*Exercise*: Gather each line of the material below that contains the word "white" and copy it in full.
--- --- ---
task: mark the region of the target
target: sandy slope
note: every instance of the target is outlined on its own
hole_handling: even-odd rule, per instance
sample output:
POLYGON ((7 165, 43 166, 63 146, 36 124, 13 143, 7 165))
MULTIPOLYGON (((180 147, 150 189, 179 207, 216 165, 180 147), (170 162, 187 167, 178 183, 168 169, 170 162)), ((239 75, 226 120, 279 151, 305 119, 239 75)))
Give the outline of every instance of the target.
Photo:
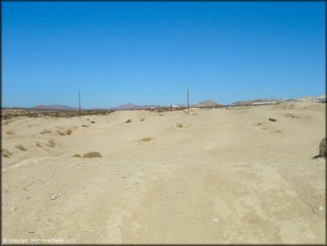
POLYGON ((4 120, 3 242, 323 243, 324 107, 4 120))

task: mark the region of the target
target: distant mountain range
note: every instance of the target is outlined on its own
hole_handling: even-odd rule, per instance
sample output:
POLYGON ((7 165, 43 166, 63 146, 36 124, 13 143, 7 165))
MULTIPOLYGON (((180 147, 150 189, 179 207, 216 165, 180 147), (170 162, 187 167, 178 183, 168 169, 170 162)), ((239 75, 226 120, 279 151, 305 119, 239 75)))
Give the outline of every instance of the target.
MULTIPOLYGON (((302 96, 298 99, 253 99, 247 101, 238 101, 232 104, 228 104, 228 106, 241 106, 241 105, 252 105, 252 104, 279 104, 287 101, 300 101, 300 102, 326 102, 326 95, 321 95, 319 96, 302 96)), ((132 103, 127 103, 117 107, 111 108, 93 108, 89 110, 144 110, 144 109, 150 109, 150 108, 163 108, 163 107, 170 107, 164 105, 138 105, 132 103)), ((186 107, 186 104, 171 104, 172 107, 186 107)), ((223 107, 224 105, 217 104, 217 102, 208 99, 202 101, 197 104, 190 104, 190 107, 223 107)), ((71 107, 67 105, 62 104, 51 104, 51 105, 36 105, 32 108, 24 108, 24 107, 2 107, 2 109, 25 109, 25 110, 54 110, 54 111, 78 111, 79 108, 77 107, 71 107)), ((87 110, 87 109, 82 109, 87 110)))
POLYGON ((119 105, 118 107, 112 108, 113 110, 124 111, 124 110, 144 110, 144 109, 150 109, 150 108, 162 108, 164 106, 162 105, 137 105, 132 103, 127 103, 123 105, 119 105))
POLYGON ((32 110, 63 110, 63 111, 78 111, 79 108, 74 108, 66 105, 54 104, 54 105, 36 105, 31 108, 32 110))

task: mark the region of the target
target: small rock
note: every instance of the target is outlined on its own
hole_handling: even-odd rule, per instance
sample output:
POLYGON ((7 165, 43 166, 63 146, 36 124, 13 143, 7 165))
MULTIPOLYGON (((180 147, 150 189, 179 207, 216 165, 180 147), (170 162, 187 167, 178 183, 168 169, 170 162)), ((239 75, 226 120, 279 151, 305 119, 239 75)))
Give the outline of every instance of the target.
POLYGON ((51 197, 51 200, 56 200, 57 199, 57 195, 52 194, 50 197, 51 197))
--- --- ---
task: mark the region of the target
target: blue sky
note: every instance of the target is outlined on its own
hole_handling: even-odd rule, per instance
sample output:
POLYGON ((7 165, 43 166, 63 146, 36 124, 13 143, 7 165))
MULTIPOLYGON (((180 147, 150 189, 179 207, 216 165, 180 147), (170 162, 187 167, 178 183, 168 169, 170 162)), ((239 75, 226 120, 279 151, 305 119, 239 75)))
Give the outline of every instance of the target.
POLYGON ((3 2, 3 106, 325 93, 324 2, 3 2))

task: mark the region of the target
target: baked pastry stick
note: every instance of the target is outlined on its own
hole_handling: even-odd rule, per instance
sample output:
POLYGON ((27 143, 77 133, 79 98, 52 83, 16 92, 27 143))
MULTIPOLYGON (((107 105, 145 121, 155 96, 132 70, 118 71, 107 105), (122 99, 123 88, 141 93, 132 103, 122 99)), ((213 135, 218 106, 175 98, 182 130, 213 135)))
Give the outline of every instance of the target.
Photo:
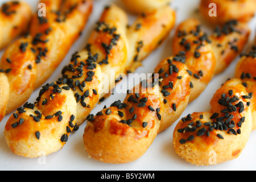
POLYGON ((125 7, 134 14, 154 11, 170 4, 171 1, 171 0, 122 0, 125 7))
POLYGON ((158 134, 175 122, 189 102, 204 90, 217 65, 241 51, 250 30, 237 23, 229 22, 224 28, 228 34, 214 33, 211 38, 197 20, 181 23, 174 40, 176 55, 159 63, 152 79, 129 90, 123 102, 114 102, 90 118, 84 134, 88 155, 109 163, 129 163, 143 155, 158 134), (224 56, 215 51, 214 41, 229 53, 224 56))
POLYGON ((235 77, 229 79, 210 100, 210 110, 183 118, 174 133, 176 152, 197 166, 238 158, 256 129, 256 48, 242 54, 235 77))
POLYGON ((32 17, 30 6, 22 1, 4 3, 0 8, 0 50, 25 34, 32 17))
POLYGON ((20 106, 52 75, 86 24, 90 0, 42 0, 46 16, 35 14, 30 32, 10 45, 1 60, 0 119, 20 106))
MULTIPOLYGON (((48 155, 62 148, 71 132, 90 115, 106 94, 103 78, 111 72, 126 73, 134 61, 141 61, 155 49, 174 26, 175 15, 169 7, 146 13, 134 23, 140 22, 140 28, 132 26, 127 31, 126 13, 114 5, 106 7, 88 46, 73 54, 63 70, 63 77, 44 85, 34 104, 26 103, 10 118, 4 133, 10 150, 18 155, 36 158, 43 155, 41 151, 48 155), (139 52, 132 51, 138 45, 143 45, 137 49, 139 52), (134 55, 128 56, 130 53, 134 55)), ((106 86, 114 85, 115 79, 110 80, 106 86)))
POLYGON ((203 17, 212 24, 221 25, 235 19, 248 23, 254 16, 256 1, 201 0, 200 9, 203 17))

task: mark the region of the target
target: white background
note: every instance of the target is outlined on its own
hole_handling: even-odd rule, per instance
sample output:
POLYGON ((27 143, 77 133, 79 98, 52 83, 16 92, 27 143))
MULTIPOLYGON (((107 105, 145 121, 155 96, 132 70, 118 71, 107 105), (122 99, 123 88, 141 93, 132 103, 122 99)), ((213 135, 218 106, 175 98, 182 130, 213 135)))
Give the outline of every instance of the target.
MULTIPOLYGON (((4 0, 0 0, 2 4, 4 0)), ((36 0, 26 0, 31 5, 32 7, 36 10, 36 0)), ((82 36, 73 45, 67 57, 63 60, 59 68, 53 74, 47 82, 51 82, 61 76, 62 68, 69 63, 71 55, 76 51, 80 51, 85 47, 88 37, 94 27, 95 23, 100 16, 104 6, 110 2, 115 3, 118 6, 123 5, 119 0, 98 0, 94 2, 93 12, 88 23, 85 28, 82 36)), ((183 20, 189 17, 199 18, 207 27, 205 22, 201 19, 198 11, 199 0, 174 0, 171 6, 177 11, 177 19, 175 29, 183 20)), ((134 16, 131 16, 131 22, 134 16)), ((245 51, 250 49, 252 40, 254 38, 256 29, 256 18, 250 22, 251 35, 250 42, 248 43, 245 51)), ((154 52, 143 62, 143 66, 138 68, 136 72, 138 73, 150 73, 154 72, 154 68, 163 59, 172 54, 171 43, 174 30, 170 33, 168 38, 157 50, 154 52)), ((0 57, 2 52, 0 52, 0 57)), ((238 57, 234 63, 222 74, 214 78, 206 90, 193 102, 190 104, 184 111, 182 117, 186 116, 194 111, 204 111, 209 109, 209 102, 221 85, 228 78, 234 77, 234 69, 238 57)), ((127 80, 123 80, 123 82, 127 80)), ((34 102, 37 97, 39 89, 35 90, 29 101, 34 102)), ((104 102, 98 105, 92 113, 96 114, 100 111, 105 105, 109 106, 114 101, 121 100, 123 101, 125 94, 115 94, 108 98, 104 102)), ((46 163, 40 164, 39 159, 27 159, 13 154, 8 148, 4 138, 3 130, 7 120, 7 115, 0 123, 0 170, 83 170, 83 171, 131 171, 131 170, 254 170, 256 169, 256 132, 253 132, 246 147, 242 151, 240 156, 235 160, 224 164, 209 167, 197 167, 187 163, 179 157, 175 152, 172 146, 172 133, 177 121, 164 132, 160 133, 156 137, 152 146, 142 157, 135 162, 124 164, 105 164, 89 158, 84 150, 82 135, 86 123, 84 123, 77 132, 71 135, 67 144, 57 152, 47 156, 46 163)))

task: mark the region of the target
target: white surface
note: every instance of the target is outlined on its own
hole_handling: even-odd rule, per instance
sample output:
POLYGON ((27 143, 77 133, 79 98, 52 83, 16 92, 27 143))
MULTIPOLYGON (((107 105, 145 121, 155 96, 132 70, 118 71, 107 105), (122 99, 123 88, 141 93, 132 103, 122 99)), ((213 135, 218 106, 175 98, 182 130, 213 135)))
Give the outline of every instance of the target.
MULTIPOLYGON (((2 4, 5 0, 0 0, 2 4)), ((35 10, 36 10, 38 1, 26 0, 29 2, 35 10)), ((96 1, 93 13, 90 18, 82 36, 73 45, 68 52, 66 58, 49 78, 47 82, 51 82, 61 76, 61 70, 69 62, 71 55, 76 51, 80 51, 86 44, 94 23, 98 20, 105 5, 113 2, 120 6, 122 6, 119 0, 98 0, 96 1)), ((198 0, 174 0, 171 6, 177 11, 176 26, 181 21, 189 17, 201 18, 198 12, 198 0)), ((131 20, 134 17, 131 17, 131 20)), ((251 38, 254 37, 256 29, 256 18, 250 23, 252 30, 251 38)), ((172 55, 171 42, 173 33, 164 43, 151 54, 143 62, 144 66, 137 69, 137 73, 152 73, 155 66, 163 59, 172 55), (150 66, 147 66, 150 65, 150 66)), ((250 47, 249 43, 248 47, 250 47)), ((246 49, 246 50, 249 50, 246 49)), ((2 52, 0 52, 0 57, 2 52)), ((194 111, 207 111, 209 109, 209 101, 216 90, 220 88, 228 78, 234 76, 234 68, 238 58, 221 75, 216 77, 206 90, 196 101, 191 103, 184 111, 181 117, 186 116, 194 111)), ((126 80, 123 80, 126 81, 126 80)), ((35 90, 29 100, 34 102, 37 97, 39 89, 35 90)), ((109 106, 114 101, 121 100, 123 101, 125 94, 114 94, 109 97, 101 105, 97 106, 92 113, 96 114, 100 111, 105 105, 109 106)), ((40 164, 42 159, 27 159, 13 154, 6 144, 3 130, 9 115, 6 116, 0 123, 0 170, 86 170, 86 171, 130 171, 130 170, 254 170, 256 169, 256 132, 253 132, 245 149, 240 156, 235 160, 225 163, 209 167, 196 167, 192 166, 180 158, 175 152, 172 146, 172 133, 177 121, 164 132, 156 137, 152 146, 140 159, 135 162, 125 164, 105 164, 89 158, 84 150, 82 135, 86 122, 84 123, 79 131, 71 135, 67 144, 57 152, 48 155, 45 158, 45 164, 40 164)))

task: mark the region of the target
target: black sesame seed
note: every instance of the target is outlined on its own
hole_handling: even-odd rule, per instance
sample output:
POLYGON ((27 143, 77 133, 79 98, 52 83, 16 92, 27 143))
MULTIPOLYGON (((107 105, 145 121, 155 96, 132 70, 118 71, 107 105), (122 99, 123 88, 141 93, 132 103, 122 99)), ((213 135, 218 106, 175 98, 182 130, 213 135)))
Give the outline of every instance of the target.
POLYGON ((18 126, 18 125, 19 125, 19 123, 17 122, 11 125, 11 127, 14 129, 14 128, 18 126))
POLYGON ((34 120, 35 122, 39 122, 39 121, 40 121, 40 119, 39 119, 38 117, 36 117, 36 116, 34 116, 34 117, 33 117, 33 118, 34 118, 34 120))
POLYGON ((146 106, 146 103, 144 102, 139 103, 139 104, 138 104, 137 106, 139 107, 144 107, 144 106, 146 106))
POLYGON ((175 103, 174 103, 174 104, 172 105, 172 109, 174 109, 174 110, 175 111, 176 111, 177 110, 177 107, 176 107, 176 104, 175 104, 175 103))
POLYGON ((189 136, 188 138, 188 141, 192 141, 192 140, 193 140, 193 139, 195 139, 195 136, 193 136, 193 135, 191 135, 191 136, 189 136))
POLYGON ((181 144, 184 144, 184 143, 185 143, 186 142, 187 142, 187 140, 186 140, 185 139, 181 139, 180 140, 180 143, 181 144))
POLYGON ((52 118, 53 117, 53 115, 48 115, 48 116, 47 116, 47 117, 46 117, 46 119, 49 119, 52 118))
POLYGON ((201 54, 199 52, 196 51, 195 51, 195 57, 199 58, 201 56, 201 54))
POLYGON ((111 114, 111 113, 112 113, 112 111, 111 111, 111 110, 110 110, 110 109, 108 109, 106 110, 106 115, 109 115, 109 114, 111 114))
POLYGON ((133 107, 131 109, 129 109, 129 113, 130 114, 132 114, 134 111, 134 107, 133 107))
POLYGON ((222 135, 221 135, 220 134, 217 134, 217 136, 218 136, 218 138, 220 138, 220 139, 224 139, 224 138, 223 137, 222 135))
--- --- ---
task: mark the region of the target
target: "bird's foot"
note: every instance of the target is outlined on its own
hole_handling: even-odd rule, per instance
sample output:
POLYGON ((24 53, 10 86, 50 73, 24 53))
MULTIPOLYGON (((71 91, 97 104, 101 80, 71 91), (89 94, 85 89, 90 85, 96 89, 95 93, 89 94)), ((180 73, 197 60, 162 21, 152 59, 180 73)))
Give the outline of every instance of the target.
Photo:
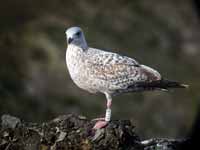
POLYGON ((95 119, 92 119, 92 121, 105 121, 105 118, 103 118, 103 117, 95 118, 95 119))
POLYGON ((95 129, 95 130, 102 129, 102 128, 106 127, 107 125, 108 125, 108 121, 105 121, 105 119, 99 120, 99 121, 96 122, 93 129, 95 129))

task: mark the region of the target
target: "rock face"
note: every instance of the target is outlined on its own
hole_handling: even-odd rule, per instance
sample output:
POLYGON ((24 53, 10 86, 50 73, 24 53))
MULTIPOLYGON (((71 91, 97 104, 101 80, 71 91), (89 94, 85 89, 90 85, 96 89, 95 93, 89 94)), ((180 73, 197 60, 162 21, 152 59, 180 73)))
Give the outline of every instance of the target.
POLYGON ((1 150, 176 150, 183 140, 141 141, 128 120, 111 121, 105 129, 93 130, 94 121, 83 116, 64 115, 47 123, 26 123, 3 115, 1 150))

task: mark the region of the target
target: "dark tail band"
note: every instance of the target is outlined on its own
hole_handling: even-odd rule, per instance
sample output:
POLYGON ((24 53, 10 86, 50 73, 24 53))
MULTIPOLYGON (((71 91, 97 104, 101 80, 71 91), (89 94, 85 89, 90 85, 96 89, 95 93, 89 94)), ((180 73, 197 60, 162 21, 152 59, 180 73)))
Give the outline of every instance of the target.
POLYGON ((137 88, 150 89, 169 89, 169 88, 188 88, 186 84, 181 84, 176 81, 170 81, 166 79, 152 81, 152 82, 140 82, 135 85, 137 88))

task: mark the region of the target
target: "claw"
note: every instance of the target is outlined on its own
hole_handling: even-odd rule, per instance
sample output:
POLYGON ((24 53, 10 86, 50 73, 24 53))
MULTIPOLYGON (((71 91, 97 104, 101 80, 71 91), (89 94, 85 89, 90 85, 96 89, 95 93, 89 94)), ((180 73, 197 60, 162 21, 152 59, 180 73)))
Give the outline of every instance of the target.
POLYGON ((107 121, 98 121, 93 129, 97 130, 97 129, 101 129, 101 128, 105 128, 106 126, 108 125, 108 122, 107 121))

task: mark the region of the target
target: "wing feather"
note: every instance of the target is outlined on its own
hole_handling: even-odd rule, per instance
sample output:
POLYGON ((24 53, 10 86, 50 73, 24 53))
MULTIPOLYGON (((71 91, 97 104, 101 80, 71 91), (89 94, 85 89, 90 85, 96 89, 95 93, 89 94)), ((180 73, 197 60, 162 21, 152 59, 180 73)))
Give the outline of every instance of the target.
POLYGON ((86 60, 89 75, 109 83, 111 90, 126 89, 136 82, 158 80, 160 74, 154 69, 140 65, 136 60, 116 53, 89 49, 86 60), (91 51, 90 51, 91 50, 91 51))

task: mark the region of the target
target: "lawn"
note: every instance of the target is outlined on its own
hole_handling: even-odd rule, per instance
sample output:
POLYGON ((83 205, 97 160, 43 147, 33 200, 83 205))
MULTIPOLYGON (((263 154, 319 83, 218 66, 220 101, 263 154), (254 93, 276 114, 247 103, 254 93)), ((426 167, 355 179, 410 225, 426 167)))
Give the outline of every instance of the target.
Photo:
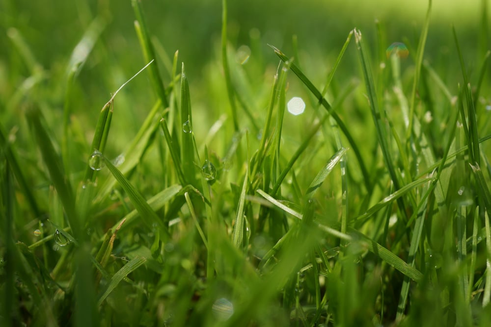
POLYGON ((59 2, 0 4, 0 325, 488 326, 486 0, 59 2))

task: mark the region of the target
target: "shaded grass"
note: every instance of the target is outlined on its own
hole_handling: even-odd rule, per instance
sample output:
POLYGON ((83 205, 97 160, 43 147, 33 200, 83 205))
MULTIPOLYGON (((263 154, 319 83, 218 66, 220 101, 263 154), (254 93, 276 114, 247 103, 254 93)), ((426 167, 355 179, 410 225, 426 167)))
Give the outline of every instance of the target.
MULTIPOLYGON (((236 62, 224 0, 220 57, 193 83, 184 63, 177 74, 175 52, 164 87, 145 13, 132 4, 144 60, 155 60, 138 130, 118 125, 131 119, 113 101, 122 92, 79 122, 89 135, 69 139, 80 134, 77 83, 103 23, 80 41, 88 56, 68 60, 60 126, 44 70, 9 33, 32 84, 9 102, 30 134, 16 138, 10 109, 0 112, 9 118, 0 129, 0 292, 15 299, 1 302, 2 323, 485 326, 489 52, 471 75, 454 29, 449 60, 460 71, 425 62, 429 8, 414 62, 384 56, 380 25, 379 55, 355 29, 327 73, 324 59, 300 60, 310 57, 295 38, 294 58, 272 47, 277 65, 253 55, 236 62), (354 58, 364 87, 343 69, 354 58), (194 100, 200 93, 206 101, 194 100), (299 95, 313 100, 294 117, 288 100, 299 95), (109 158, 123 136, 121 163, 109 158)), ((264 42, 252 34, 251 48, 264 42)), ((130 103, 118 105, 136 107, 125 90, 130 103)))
--- --- ---
*Final answer*:
target: white background
target: white surface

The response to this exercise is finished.